WHAT YOU SHOULD DO: Lines from the one containing "Task: indicate the market" through the final line of the records are the only ones to copy, and each must match exactly.

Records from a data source
============

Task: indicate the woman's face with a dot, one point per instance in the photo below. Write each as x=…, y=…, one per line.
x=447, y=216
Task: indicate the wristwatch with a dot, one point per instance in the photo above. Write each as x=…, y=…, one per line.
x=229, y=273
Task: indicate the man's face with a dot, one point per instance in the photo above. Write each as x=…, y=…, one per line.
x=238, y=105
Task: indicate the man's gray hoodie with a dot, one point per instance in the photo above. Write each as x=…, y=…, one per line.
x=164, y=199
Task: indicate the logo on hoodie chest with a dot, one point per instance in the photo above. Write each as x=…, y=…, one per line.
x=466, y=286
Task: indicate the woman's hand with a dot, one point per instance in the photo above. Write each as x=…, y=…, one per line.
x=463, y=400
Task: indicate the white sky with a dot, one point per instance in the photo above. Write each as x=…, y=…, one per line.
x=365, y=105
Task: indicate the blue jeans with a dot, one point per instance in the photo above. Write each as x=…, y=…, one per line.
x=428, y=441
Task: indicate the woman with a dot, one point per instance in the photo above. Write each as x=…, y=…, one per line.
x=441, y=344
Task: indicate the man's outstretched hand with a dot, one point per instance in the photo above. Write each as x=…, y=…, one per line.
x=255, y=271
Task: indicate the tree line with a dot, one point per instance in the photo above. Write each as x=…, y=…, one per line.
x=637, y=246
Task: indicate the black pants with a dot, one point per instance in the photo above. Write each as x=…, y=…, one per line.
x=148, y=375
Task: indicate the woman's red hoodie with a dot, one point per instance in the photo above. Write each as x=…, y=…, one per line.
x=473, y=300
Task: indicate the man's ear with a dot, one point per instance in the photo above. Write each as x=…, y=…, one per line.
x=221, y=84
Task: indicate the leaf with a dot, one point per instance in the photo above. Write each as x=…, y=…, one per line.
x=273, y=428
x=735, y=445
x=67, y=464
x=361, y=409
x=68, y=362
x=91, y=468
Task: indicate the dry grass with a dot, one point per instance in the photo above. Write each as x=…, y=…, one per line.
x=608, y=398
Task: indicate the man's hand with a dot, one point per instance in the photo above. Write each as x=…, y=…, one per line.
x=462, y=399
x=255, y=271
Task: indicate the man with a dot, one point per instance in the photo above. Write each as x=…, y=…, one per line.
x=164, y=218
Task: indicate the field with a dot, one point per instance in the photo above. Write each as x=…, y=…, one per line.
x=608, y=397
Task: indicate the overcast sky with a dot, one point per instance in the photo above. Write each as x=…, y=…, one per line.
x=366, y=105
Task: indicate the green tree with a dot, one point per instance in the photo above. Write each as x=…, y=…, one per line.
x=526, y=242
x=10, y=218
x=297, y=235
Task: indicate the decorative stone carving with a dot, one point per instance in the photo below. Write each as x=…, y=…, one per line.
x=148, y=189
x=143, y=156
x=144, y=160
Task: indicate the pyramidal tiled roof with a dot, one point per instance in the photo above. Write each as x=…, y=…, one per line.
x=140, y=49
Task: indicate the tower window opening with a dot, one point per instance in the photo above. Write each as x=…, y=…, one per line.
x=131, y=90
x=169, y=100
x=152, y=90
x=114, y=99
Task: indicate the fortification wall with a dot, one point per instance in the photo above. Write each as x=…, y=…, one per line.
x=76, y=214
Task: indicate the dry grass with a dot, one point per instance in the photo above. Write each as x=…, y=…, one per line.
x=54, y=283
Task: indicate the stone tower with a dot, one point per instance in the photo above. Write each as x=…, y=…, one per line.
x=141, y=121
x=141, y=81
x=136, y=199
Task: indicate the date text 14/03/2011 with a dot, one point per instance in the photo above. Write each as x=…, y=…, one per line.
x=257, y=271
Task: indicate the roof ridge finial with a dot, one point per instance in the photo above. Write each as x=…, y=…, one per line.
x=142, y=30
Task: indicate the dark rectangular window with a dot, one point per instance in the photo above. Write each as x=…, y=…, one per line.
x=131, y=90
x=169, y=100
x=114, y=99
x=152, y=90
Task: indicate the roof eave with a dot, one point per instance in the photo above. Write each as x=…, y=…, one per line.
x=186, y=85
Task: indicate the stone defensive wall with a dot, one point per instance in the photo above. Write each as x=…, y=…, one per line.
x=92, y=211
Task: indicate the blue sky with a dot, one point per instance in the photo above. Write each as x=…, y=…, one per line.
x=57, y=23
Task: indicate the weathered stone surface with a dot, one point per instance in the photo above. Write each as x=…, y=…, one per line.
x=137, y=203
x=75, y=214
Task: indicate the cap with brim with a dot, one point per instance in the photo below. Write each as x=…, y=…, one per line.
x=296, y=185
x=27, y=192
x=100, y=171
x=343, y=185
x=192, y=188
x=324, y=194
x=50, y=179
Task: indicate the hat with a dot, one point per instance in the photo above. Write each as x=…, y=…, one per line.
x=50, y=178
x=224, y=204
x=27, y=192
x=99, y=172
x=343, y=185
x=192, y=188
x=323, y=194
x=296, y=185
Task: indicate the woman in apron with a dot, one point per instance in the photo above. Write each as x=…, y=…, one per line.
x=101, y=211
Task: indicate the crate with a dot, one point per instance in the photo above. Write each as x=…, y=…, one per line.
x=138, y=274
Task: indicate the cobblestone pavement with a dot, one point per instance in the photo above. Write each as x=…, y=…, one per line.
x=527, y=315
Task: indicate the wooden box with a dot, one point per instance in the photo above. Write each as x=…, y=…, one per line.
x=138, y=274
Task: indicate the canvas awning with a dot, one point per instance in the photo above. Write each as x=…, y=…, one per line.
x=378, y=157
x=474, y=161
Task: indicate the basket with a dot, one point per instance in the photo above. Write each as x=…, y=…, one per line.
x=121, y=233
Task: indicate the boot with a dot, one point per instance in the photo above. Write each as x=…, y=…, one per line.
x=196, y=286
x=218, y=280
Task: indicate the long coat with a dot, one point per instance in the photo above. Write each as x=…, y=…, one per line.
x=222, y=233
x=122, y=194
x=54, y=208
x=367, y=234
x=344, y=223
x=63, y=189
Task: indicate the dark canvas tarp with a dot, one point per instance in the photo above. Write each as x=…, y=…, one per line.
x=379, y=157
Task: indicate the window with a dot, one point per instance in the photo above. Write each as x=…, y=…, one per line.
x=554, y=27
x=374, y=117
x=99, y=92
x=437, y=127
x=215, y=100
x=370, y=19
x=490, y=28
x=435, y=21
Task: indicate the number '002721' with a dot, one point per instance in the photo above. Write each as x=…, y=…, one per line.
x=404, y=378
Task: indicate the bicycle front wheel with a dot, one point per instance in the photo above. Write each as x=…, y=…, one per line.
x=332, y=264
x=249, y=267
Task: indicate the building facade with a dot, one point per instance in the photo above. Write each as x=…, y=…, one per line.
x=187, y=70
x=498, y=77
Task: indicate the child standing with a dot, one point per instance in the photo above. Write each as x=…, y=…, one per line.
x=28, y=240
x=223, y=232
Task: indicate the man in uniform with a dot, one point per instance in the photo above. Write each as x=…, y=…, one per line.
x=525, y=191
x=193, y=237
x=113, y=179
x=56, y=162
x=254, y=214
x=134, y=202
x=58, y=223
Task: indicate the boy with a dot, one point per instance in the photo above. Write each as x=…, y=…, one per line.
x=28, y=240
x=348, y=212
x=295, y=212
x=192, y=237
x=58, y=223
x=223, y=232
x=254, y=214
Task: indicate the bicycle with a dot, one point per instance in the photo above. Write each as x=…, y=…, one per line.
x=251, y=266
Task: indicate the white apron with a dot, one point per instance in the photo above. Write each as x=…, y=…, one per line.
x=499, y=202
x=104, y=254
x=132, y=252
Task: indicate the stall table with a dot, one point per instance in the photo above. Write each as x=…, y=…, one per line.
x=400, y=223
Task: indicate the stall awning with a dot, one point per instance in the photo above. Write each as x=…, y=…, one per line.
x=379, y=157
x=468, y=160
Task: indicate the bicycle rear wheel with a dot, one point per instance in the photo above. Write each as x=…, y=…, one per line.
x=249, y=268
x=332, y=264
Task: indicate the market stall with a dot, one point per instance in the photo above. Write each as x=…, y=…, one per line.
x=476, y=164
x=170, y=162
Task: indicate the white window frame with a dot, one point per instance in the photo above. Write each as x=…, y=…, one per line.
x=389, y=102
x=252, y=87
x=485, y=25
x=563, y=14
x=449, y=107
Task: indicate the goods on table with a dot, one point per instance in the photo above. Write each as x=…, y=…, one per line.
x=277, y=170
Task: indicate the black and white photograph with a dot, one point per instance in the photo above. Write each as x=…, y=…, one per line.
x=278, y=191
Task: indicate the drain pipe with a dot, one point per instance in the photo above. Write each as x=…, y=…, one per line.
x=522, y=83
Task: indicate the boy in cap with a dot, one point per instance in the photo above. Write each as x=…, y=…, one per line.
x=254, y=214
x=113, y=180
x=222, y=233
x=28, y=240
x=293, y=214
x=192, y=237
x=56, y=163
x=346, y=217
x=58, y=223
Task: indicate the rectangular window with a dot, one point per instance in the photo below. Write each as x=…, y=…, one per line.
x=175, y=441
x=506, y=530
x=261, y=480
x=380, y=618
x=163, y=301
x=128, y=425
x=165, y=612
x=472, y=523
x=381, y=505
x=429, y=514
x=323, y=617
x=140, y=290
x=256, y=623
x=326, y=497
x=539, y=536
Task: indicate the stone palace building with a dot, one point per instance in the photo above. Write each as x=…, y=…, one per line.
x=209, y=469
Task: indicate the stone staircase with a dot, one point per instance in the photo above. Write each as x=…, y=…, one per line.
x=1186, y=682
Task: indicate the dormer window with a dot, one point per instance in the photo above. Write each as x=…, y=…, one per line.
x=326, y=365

============

ANSWER BOX:
Task: indicate the market stall with a dot, one point per instance in the photo above. Write each as x=…, y=…, one per line.
x=476, y=164
x=170, y=162
Task: indicate the white window frame with a dot, one point per instance in the photo above. Write each as x=…, y=…, one per line.
x=389, y=102
x=252, y=87
x=485, y=25
x=563, y=14
x=449, y=107
Task: indicate the goods on table with a dot, one point per instance in the photo above. Write each as x=…, y=…, one per line.
x=277, y=170
Task: indicate the black and white photograph with a dot, one point per instance in the photo above. Write each as x=…, y=…, one per line.
x=278, y=191
Task: indicate the drain pipe with a dot, one point per instance in the photo above. Write each as x=…, y=…, one per line.
x=522, y=83
Task: indicate the boy in cap with a dot, one point per instance in the photo above. Write each as x=…, y=…, one per line.
x=254, y=214
x=113, y=180
x=222, y=233
x=28, y=240
x=293, y=214
x=192, y=237
x=56, y=163
x=346, y=217
x=58, y=223
Task: indicate the rectangular window with a dot, one point per instance in the photo below. Write each as x=…, y=…, one per line.
x=175, y=441
x=506, y=530
x=261, y=480
x=380, y=618
x=163, y=301
x=128, y=425
x=165, y=612
x=472, y=523
x=381, y=505
x=429, y=514
x=323, y=617
x=140, y=290
x=256, y=623
x=326, y=497
x=539, y=536
Task: indicate the stone palace building with a dot, one point per instance in the photo above. Write each as x=…, y=…, one per line.
x=209, y=469
Task: indicate the stone staircase with a dot, one point per instance in the photo above. Write each as x=…, y=…, one per line.
x=1186, y=682
Task: indicate the dormer window with a dot, one point per instance in the photo above. Write each as x=…, y=…, one per line.
x=326, y=365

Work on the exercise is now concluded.